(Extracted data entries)
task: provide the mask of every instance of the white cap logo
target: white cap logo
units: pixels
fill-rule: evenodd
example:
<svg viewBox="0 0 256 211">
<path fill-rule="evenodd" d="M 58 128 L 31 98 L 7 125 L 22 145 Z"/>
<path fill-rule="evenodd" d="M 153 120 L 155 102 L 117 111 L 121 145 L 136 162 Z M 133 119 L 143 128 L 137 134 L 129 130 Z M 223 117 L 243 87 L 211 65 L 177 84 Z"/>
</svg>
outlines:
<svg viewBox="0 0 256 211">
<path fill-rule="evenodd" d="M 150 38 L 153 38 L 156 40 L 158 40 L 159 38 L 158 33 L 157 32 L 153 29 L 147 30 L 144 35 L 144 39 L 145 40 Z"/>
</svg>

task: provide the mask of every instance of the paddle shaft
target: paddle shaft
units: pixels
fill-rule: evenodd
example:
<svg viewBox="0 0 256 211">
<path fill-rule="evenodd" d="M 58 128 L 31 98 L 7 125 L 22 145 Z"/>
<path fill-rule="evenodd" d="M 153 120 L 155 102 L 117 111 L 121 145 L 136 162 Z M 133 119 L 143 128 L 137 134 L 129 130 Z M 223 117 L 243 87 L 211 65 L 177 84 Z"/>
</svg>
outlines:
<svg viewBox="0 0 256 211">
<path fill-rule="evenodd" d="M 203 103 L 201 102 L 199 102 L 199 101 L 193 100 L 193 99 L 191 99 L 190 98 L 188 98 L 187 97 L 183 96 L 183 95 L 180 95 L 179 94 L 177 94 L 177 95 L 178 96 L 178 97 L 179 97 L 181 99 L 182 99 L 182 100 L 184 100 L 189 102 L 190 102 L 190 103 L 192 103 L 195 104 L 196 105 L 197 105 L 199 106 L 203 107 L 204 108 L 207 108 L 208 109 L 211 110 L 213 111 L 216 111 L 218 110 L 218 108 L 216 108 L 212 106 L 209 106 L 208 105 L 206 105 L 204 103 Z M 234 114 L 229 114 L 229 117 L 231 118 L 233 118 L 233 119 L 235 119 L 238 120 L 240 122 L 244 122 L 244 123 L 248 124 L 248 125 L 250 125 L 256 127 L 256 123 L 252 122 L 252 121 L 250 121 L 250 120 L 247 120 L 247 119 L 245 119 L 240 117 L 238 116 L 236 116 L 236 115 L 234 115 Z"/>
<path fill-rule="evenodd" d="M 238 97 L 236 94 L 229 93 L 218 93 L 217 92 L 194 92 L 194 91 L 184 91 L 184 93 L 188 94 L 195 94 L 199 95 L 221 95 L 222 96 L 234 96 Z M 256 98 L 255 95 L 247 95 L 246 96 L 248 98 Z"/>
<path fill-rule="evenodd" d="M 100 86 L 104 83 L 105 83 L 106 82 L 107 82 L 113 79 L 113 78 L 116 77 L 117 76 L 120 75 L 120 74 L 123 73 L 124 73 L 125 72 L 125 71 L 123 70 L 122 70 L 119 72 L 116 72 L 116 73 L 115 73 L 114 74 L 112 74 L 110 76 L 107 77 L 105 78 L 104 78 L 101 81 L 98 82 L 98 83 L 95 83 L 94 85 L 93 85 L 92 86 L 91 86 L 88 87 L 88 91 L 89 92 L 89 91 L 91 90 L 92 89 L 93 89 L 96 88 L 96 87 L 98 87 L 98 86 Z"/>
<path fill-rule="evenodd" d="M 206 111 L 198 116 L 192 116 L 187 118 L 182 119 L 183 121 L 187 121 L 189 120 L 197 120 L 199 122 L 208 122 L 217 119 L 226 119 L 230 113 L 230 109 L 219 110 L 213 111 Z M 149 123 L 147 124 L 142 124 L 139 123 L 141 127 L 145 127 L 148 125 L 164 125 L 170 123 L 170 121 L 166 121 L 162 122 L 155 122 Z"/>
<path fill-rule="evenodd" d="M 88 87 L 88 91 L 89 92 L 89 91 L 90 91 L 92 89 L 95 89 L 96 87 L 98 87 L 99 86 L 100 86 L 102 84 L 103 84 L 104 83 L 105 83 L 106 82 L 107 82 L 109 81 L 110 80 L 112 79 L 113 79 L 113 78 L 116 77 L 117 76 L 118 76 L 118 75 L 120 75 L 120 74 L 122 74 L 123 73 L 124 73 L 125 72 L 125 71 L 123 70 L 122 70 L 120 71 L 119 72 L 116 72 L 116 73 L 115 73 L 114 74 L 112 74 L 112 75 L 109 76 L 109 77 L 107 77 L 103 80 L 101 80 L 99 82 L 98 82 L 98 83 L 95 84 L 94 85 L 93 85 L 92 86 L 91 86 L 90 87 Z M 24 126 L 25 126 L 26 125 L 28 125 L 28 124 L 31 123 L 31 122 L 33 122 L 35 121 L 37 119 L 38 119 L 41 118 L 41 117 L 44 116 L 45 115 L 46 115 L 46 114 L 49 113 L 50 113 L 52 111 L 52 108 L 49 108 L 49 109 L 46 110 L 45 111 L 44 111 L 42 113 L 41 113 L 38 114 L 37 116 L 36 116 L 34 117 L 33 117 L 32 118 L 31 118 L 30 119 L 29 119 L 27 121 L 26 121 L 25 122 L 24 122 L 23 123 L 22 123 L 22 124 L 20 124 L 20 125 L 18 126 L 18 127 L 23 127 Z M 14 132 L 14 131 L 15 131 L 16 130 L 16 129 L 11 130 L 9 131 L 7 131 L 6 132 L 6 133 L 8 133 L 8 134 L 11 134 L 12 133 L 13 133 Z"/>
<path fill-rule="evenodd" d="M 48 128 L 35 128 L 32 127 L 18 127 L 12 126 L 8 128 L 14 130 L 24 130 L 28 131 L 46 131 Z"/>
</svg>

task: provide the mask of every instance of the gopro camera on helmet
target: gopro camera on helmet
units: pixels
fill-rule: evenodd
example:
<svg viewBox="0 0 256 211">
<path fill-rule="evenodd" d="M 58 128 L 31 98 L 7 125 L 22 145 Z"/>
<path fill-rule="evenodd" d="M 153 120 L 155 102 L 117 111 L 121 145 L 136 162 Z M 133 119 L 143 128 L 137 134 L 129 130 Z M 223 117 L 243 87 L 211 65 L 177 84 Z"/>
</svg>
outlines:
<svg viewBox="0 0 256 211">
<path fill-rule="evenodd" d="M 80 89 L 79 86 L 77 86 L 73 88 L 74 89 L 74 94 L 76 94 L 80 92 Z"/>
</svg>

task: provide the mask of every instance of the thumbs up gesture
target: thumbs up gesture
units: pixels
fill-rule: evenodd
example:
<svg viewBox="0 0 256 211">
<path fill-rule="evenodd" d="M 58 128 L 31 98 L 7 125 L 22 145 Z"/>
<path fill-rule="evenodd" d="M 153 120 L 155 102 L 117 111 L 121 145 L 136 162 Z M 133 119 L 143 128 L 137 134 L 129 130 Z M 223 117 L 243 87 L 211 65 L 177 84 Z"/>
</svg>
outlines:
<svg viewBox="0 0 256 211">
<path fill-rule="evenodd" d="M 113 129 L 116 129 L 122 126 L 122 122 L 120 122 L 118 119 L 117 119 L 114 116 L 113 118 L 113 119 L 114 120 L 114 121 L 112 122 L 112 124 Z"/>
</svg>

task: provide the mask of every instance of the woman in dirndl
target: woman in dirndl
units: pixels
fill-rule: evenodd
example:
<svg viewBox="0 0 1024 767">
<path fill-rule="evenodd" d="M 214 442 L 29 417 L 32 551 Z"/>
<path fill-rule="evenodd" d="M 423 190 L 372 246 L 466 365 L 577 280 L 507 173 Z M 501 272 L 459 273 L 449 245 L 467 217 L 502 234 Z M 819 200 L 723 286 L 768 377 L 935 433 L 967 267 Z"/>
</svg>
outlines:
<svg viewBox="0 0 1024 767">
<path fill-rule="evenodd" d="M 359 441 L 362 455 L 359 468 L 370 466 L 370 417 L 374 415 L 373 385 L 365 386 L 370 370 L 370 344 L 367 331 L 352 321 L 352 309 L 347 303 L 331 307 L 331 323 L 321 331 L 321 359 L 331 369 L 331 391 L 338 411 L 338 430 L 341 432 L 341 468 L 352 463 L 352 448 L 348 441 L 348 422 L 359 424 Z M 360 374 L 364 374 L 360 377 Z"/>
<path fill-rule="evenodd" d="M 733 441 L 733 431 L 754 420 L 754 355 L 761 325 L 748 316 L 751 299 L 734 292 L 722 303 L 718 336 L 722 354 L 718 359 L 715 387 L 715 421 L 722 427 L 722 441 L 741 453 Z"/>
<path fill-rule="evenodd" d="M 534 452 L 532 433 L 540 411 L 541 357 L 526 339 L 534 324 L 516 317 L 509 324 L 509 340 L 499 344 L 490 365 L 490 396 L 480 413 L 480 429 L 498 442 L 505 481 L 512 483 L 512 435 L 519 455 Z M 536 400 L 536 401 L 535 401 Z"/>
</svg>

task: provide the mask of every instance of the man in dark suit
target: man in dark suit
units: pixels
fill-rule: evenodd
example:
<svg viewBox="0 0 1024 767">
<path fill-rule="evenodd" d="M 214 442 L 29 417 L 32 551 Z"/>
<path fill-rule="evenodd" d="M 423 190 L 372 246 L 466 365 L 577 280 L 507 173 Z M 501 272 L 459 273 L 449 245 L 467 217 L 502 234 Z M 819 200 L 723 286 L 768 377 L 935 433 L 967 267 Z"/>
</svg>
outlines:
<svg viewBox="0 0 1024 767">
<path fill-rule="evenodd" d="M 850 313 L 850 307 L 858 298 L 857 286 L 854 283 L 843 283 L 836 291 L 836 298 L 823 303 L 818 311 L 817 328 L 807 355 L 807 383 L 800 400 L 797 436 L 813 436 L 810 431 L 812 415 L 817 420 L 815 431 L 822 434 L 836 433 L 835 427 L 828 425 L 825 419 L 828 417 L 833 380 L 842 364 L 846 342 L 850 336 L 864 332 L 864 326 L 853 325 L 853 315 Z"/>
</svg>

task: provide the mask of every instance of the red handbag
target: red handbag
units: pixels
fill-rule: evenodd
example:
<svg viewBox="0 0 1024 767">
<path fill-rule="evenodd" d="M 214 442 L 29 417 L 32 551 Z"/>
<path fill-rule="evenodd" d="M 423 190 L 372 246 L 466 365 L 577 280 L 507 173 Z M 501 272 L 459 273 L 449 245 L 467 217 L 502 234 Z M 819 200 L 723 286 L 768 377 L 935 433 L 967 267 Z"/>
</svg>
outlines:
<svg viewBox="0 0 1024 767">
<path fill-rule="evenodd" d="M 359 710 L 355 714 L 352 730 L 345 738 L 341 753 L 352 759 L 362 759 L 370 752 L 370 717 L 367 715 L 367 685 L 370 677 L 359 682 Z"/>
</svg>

§ **Exercise objective**
Rewrite the material from the line containing "task: provide the mask of every instance of the paddle" through the line containing "238 97 L 236", both lines included. Add 135 to every number in the answer outlines, and leave the requests and their sample outlines unchanged.

§ **Complete answer**
task: provide the mask of every instance of the paddle shaft
target: paddle shaft
units: pixels
fill-rule: evenodd
example:
<svg viewBox="0 0 256 211">
<path fill-rule="evenodd" d="M 58 128 L 31 98 L 7 125 L 22 145 Z"/>
<path fill-rule="evenodd" d="M 153 120 L 155 102 L 117 111 L 121 145 L 136 162 Z M 133 119 L 143 128 L 137 134 L 129 130 Z M 223 117 L 243 87 L 211 65 L 177 84 Z"/>
</svg>
outlines:
<svg viewBox="135 135 391 346">
<path fill-rule="evenodd" d="M 338 238 L 336 237 L 334 237 L 334 236 L 328 235 L 328 234 L 326 234 L 325 233 L 323 233 L 322 232 L 318 231 L 318 230 L 315 230 L 314 229 L 312 229 L 312 230 L 313 231 L 313 232 L 314 232 L 316 234 L 317 234 L 317 235 L 319 235 L 324 237 L 325 237 L 325 238 L 327 238 L 330 239 L 331 240 L 332 240 L 334 241 L 338 242 L 339 243 L 342 243 L 343 244 L 346 245 L 348 246 L 351 246 L 353 245 L 353 243 L 351 243 L 347 241 L 344 241 L 343 240 L 341 240 L 339 238 Z M 369 249 L 364 249 L 364 252 L 366 253 L 368 253 L 368 254 L 370 254 L 373 255 L 375 257 L 379 257 L 379 258 L 383 259 L 383 260 L 385 260 L 391 262 L 391 258 L 387 257 L 387 256 L 385 256 L 385 255 L 382 255 L 382 254 L 380 254 L 375 252 L 373 251 L 371 251 L 371 250 L 369 250 Z"/>
<path fill-rule="evenodd" d="M 373 232 L 371 229 L 364 228 L 353 228 L 352 227 L 329 227 L 329 226 L 319 226 L 319 228 L 323 229 L 330 229 L 334 230 L 356 230 L 357 231 L 369 231 Z M 391 233 L 390 230 L 382 230 L 381 231 L 383 233 Z"/>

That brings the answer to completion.